_DESCRIPTION OF THE TASK_: A complete, exact copy of the records is needed here.

_PROVIDED RECORDS_:
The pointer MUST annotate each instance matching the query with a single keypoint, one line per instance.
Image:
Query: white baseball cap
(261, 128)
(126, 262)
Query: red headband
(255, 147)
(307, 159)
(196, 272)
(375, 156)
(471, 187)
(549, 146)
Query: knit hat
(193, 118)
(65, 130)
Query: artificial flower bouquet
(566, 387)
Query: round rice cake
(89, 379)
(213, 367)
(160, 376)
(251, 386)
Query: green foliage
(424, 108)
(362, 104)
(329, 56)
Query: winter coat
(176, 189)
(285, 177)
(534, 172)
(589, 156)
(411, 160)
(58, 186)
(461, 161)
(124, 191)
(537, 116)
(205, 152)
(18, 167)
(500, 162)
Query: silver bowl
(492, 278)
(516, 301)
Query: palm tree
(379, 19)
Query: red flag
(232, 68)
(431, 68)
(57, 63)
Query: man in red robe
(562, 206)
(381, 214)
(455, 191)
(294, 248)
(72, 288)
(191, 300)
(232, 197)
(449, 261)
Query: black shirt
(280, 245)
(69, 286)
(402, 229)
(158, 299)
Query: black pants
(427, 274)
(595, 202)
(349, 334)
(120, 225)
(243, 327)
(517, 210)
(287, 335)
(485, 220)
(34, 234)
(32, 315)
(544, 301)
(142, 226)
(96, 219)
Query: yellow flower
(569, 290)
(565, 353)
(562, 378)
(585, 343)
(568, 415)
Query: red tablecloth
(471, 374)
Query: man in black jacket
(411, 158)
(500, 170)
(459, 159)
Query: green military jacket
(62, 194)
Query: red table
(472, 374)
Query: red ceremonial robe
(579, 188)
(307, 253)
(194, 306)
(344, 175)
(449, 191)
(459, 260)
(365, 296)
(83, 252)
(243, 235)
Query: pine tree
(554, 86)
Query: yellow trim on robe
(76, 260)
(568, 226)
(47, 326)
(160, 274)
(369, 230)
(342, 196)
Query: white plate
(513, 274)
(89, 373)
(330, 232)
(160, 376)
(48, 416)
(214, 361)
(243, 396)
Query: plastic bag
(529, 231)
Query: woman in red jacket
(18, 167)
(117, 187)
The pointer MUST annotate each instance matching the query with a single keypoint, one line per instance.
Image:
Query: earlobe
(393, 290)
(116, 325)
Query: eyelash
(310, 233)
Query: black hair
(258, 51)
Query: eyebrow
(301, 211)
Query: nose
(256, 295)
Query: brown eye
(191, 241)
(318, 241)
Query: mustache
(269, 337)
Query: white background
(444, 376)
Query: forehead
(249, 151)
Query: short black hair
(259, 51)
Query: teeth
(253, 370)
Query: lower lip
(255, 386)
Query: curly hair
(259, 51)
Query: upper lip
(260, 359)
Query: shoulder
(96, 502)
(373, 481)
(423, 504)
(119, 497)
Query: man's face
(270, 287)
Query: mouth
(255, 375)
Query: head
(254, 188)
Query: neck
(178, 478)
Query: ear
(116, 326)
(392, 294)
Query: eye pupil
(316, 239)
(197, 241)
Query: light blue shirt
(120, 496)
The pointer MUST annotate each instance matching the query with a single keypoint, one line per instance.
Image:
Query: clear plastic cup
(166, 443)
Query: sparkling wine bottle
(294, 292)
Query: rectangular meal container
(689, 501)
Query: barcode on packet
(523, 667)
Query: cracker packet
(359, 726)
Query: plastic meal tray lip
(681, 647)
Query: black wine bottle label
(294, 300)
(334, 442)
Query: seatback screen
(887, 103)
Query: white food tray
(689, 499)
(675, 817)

_RESULT OF THE EXERCISE_:
The pointer MUST annotate each instance matching the query with a single keypoint, one line per instance.
Image:
Query: white baseball cap
(261, 128)
(126, 262)
Query: red headband
(255, 147)
(307, 159)
(196, 272)
(375, 156)
(471, 187)
(549, 146)
Query: knit hat
(193, 118)
(65, 130)
Query: artificial flower bouquet
(566, 387)
Query: round rice cake
(89, 379)
(213, 367)
(160, 376)
(251, 386)
Query: green foliage
(424, 108)
(362, 104)
(329, 56)
Query: winter coat
(176, 189)
(285, 177)
(534, 172)
(589, 156)
(411, 160)
(58, 186)
(461, 161)
(124, 191)
(537, 116)
(205, 152)
(18, 167)
(500, 162)
Query: silver bowl
(492, 278)
(516, 301)
Query: palm tree
(379, 19)
Query: red flag
(232, 68)
(431, 68)
(57, 63)
Query: man in red robe
(562, 206)
(381, 214)
(455, 191)
(294, 248)
(72, 288)
(191, 300)
(232, 197)
(449, 261)
Query: black shirt
(280, 245)
(69, 286)
(402, 229)
(158, 299)
Query: black pants
(427, 274)
(595, 202)
(349, 334)
(120, 225)
(243, 327)
(517, 210)
(287, 335)
(485, 220)
(34, 234)
(32, 315)
(544, 301)
(142, 226)
(96, 219)
Query: yellow flower
(569, 290)
(565, 353)
(562, 378)
(585, 343)
(568, 415)
Query: red tablecloth
(471, 374)
Query: man in black jacket
(411, 158)
(500, 170)
(459, 159)
Query: green military jacket
(62, 194)
Query: red table
(472, 374)
Query: red ceremonial robe
(579, 188)
(307, 253)
(194, 306)
(344, 175)
(449, 191)
(459, 260)
(365, 296)
(83, 252)
(243, 235)
Query: pine tree
(554, 86)
Query: yellow trim on robe
(76, 260)
(568, 226)
(47, 326)
(160, 274)
(369, 230)
(342, 196)
Query: white plate
(513, 274)
(89, 373)
(330, 232)
(160, 376)
(48, 416)
(214, 361)
(243, 396)
Query: plastic bag
(529, 231)
Query: woman in red jacket
(18, 167)
(117, 187)
The pointer MUST annotate each instance matching the query with a single keypoint, one line per instance.
Image:
Query: earlobe
(393, 290)
(116, 325)
Query: eyelash
(310, 233)
Query: black hair
(258, 51)
Query: eyebrow
(301, 211)
Query: nose
(256, 295)
Query: brown eye
(191, 241)
(318, 241)
Query: mustache
(269, 337)
Query: white background
(444, 376)
Query: forehead
(249, 151)
Query: short black hair
(259, 51)
Query: teeth
(253, 370)
Query: lower lip
(255, 386)
Query: curly hair
(259, 51)
Query: upper lip
(260, 359)
Query: shoulder
(96, 502)
(373, 481)
(423, 504)
(119, 497)
Query: man's face
(270, 287)
Query: mouth
(255, 375)
Query: head
(254, 188)
Query: neck
(178, 478)
Query: ear
(116, 326)
(392, 294)
Query: eye pupil
(316, 239)
(197, 241)
Query: light blue shirt
(120, 496)
The pointer MUST annotate each instance matching the query with a single keypoint, one line per instance.
Image:
Query: clear plastic cup
(166, 443)
Query: sparkling wine bottle
(294, 292)
Query: rectangular meal container
(689, 501)
Query: barcode on packet
(523, 667)
Query: cracker packet
(359, 726)
Query: plastic meal tray lip
(681, 647)
Query: black wine bottle label
(294, 300)
(334, 442)
Query: seatback screen
(887, 103)
Query: white food tray
(689, 499)
(675, 817)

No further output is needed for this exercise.